### Given problem
Reproduce the lines of data below word for word, keeping every line in its original order.

[START OF Stored data]

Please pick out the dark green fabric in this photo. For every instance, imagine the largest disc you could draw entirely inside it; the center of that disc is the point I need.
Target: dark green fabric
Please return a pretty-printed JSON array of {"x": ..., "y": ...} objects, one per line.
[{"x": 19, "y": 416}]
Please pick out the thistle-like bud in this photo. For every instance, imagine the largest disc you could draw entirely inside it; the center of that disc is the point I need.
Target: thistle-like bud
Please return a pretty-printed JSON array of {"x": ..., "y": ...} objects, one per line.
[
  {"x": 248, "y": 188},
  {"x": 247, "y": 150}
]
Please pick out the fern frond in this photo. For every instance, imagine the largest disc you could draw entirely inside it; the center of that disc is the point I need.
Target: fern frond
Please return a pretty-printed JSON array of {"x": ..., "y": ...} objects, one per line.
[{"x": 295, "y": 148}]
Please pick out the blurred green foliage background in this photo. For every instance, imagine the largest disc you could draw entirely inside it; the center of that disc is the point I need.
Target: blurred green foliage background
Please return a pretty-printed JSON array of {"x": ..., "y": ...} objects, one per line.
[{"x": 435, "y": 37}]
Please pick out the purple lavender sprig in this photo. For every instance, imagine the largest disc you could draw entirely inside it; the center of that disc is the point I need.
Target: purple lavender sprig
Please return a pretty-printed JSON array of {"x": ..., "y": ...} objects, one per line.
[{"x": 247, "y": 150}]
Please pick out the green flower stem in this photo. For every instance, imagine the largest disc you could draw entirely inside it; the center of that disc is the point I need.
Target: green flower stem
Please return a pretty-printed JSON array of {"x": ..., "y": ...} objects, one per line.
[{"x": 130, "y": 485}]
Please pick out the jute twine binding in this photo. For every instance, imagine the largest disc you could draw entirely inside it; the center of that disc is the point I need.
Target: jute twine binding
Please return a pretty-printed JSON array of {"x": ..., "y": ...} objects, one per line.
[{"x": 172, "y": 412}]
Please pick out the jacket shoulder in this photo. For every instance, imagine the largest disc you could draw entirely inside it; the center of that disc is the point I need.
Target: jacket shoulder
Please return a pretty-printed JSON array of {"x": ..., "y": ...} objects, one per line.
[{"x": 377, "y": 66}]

[END OF Stored data]

### Full output
Please pick out the dark green fabric in this photo. For every instance, imagine the largest disc you could draw entirely inside it; the center of that disc is the point I need.
Target: dark green fabric
Please return a pretty-printed JSON array of {"x": ..., "y": ...} objects, one per line.
[{"x": 19, "y": 416}]
Please pick out the thistle-like bud in this photo. For every instance, imagine the largest disc you could draw entirely inside it; the center of that disc is the point I need.
Target: thistle-like bud
Please return a pretty-printed JSON array of {"x": ..., "y": ...} objects, one per line.
[
  {"x": 248, "y": 188},
  {"x": 247, "y": 150}
]
Please pick out the fern frond in this photo. For every instance, imagine the largest disc you could draw entirely inside it; the center of that disc is the point I need.
Target: fern frond
Please return a pretty-printed JSON array of {"x": ..., "y": ...} objects, one per line.
[{"x": 295, "y": 148}]
Please pick out the blurred green foliage background in this photo. For every instance, imagine the largest disc you could draw entirely inside it; the center of that disc is the point I need.
Target: blurred green foliage background
Please return a pretty-printed JSON array of {"x": ..., "y": ...} objects, one per line.
[{"x": 435, "y": 37}]
Please pick out the purple lavender sprig in this photo. For every instance, imagine the largest disc you could draw entirely inside it; the center of that disc is the point I need.
Target: purple lavender sprig
Please return a pretty-printed JSON array of {"x": ..., "y": ...} objects, one per line.
[{"x": 247, "y": 150}]
Please pick out the green flower stem in this photo. For every instance, imagine the largest disc you could draw entirely inside it; the center of that disc is the point I need.
Target: green flower stem
Please return a pretty-printed JSON array of {"x": ..., "y": ...} objects, one per line.
[{"x": 130, "y": 485}]
Please pick out the jute twine binding in this photo. For every instance, imagine the largest disc you could draw entirely inside it; the center of that disc is the point I need.
Target: jute twine binding
Please return a pretty-printed JSON array of {"x": ..., "y": ...} objects, one per line.
[{"x": 172, "y": 412}]
Please pick out the jacket shoulder in this photo. For every instance, imagine the largest disc you could draw entirely inside it; the center of that disc is the point I need.
Target: jacket shoulder
Please return a pretty-printed JSON array of {"x": ..., "y": ...} objects, one per line.
[{"x": 377, "y": 66}]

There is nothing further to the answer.